## start Text block

Chuka Umunna, Labour's high-profile shadow Business Secretary, is trying to stick to a new year's resolution that may surprise you: he has promised not to utter the phrase "small and medium-sized enterprise" (or even SME) during 2013. It's not that Mr Umunna and the Labour Party aren't interested in small business; his argument is that the phrase is so generic that it is both meaningless and misleading.
He has a point. The Office for National Statistics said last week that the number of people describing themselves as self-employed rose by 367,000 between 2008 and 2012, a period when the number of employees didn't rise at all. All of those newly self-employed folk are, in theory, SMEs, yet they represent huge diversity. The vast majority of them will be miles away from the scale of the largest small and medium-sized enterprises. The European Commission, for example, says any business with fewer than 250 employees or an annual turnover of less than €50m counts as an SME.
Does it matter that the phrase SME encompasses everything from a taxi driver to a manufacturing business with 249 staff, or from a freelancer scrabbling around for work while looking to get back into employment to a multinational advertising agency with annual sales of £40m?
The answer is yes. The diverse range of businesses in the SME sector have very different needs, and require very different solutions from policymakers. If you lump them together and take a one-size-fits-all approach to policymaking, there's a pretty good chance many businesses will miss out on the help and support they need most.
The most talked-about issue in the public sector in recent years has been access to funding. That's not unreasonable, given the problems many growing businesses have had securing borrowing. Yet for many thousands of businesses just getting off the ground, credit isn't an issue at all – they're not ready to borrow yet, or have no need to do so. Their concerns are quite different, and not addressed by the endless Government schemes launched with SME funding difficulties in mind.
Some issues are concerns for many small businesses. The scourge of late payments is adding to the cashflow woes of everyone from one-man bands to quite large companies. The difficulties of getting work from the public sector, with its still-laborious procurement arrangements, are similar for all but the largest of small companies.
Sky-high business rates affect companies trading from commercial premises. HM Revenue & Customs' introduction of real-time information for tax reporting is causing problems for businesses with employers. Start-ups aren't sure where to get help and advice now that business support networks have been cut back. Freelancers are struggling with the complexities of the IR35 tax rules,.

## end Text block

Exercise requirements –
**a.** Repeat the passage of the article on small businesses from "He has a point." to "sales of £40m?".
**b.** According to the article on small businesses, by how much did the number of people describing themselves as self-employed rise between 2008 and 2012?
**c.** Take the article on small businesses further, starting from the point where it stops.
The listing has no connection to the article on small businesses.

## start Entries shown

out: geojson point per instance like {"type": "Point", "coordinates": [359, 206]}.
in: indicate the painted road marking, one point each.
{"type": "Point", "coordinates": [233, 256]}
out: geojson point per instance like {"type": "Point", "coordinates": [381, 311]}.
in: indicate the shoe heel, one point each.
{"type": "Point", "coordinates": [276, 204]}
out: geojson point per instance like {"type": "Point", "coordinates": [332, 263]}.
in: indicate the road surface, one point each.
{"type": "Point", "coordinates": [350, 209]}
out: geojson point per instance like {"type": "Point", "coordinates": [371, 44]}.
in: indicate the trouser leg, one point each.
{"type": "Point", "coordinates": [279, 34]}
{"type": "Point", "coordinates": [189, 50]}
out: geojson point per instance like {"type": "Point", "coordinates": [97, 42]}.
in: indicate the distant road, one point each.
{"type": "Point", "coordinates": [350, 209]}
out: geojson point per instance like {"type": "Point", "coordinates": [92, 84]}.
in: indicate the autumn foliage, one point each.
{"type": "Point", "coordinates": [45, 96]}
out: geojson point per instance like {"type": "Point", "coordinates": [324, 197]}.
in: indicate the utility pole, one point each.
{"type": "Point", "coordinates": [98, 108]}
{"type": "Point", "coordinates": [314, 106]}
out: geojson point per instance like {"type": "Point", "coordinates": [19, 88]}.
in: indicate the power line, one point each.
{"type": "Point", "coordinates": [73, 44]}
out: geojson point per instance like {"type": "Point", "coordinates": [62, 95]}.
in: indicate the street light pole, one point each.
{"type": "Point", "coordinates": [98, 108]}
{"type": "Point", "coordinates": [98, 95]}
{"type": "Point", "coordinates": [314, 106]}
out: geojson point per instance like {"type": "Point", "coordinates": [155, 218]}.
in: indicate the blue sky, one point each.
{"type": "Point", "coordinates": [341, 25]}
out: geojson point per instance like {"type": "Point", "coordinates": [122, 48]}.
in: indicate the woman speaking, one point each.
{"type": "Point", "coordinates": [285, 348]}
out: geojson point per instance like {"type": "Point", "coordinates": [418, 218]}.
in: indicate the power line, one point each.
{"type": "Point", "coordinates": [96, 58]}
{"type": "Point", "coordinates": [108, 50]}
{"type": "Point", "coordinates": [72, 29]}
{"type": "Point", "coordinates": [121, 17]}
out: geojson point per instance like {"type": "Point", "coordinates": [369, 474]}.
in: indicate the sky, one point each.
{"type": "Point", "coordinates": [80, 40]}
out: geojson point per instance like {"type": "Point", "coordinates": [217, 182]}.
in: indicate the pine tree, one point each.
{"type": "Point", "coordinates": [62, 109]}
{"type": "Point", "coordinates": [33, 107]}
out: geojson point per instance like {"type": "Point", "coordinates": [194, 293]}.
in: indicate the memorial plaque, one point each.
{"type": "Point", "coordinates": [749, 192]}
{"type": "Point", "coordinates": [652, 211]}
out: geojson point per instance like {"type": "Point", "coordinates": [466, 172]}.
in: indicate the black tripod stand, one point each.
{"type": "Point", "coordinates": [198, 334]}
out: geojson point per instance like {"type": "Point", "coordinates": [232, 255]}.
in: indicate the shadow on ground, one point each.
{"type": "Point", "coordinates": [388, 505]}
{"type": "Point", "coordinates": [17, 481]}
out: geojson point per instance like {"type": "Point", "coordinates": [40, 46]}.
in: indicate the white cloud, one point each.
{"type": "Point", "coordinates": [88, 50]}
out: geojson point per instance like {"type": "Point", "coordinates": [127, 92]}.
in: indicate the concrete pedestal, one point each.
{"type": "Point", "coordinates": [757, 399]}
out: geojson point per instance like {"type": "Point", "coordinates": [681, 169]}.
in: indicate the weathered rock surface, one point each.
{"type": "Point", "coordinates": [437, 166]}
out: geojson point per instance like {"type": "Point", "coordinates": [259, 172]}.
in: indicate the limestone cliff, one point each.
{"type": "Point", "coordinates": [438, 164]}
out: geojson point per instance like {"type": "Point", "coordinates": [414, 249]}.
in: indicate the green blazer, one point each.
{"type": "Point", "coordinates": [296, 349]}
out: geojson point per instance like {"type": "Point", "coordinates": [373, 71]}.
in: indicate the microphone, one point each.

## end Entries shown

Results of the exercise –
**a.**
He has a point. The Office for National Statistics said last week that the number of people describing themselves as self-employed rose by 367,000 between 2008 and 2012, a period when the number of employees didn't rise at all. All of those newly self-employed folk are, in theory, SMEs, yet they represent huge diversity. The vast majority of them will be miles away from the scale of the largest small and medium-sized enterprises. The European Commission, for example, says any business with fewer than 250 employees or an annual turnover of less than €50m counts as an SME.
Does it matter that the phrase SME encompasses everything from a taxi driver to a manufacturing business with 249 staff, or from a freelancer scrabbling around for work while looking to get back into employment to a multinational advertising agency with annual sales of £40m?

**b.** It rose by 367,000.

**c.**
The list of difficulties that affect only sub-sets of the SME sector is much longer than the list of widely shared problems. Yet our policymakers invariably respond as if they are dealing with a homogenous group.
Some members of this group are more powerful than others. The largest businesses in the SME universe have better access to representation from effective lobbyists. Micro-businesses are much less likely to be heard.
Mr Umunna is right. It is only when we reach a better understanding of the different segments of the SME sector – their aspirations, motivations and problems – that we will be able to offer more tailored support. Small businesses have many things in common – not least the fact that we depend on them as engines of economic recovery and growth – but they are not all the same.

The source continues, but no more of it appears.